[Stored data]
--

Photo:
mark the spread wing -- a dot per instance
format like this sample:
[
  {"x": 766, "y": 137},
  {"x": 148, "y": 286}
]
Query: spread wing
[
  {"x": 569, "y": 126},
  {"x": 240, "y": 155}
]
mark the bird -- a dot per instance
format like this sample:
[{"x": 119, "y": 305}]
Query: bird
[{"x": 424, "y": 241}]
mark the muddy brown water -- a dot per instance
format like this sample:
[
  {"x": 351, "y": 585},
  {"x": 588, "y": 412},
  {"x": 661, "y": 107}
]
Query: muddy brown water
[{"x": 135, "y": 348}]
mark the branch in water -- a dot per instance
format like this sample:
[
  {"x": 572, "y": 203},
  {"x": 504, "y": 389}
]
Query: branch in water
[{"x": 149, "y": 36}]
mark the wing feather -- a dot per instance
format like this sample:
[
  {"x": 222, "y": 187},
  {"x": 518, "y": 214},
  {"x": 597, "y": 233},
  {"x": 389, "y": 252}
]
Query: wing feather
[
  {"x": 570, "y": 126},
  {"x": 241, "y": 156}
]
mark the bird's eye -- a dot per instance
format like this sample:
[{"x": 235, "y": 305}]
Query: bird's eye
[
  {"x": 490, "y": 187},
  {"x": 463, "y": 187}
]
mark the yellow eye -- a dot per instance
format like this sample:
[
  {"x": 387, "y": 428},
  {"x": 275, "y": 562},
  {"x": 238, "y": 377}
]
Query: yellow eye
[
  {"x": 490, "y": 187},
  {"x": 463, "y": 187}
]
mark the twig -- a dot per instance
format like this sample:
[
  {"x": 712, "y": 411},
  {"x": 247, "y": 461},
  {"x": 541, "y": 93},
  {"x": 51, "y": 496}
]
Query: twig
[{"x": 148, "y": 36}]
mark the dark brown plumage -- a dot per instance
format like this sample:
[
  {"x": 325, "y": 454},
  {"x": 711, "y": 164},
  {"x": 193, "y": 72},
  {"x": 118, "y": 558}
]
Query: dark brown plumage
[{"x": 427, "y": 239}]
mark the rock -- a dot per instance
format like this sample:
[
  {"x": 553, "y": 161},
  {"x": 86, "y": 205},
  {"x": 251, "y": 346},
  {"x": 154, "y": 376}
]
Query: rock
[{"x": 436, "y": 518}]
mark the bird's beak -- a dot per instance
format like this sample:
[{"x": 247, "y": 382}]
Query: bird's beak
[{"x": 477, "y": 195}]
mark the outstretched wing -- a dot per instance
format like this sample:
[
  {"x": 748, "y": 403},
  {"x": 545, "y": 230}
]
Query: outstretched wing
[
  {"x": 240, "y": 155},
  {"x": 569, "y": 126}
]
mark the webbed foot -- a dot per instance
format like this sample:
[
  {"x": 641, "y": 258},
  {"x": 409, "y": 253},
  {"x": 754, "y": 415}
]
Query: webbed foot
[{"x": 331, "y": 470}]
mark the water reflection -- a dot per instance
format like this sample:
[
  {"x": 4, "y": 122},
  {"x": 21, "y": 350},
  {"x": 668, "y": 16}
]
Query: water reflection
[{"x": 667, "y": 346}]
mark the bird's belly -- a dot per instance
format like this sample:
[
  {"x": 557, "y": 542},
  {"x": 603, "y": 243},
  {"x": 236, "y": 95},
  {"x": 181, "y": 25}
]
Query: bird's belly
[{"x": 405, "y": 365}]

--

• [Exercise prompt] In this exercise, you retype all of the data exactly as it appears above.

• [Solution below]
Photo:
mark the spread wing -- a dot per instance
format like this sample:
[
  {"x": 766, "y": 137},
  {"x": 148, "y": 286}
]
Query: spread wing
[
  {"x": 569, "y": 126},
  {"x": 240, "y": 155}
]
mark the bird -- a dot per instance
format like this sample:
[{"x": 119, "y": 305}]
Query: bird
[{"x": 424, "y": 241}]
mark the muddy brown water -- a dot per instance
format like this sample:
[
  {"x": 351, "y": 585},
  {"x": 588, "y": 412},
  {"x": 661, "y": 107}
]
Query: muddy brown water
[{"x": 135, "y": 348}]
mark the branch in water -- a dot per instance
format like this sample:
[
  {"x": 572, "y": 203},
  {"x": 504, "y": 389}
]
Query: branch in water
[{"x": 149, "y": 36}]
mark the wing feather -- a dot per instance
format like this sample:
[
  {"x": 222, "y": 187},
  {"x": 518, "y": 214},
  {"x": 597, "y": 233},
  {"x": 389, "y": 252}
]
Query: wing feather
[
  {"x": 570, "y": 126},
  {"x": 241, "y": 156}
]
mark the bird's eye -- a dot per instance
format like this sample:
[{"x": 235, "y": 305}]
Query: bird's eye
[
  {"x": 490, "y": 187},
  {"x": 463, "y": 187}
]
mark the yellow eye -- a dot per instance
format like this sample:
[
  {"x": 387, "y": 428},
  {"x": 275, "y": 562},
  {"x": 238, "y": 377}
]
Query: yellow eye
[
  {"x": 490, "y": 187},
  {"x": 463, "y": 187}
]
mark the twig -- a dot per instance
format like this sample:
[
  {"x": 712, "y": 411},
  {"x": 247, "y": 461},
  {"x": 541, "y": 93},
  {"x": 51, "y": 496}
]
Query: twig
[{"x": 148, "y": 36}]
mark the dark brown plumage -- a dot per instance
format like this sample:
[
  {"x": 325, "y": 454},
  {"x": 711, "y": 164},
  {"x": 193, "y": 72},
  {"x": 118, "y": 558}
]
Query: dark brown plumage
[{"x": 427, "y": 239}]
mark the rock -- a dot per instance
format like this sample:
[
  {"x": 553, "y": 161},
  {"x": 86, "y": 205},
  {"x": 251, "y": 346},
  {"x": 154, "y": 376}
]
Query: rock
[{"x": 436, "y": 518}]
mark the bird's beak -- a dot per instance
format like this sample:
[{"x": 247, "y": 382}]
Query: bird's beak
[{"x": 477, "y": 195}]
mark the outstretched wing -- a dot per instance
format like this sample:
[
  {"x": 748, "y": 403},
  {"x": 545, "y": 230}
]
Query: outstretched wing
[
  {"x": 240, "y": 155},
  {"x": 569, "y": 126}
]
mark the webbed foot -- a dot per instance
format like this sample:
[
  {"x": 641, "y": 258},
  {"x": 409, "y": 253},
  {"x": 754, "y": 415}
]
Query: webbed foot
[{"x": 331, "y": 470}]
mark the water reflection -- a dot per instance
format like this sample:
[
  {"x": 4, "y": 122},
  {"x": 21, "y": 350},
  {"x": 668, "y": 16}
]
Query: water reflection
[{"x": 667, "y": 346}]
mark the bird's belly -- a dot per instance
format like this sample:
[
  {"x": 557, "y": 542},
  {"x": 603, "y": 243},
  {"x": 236, "y": 95},
  {"x": 181, "y": 25}
]
Query: bird's belly
[{"x": 405, "y": 365}]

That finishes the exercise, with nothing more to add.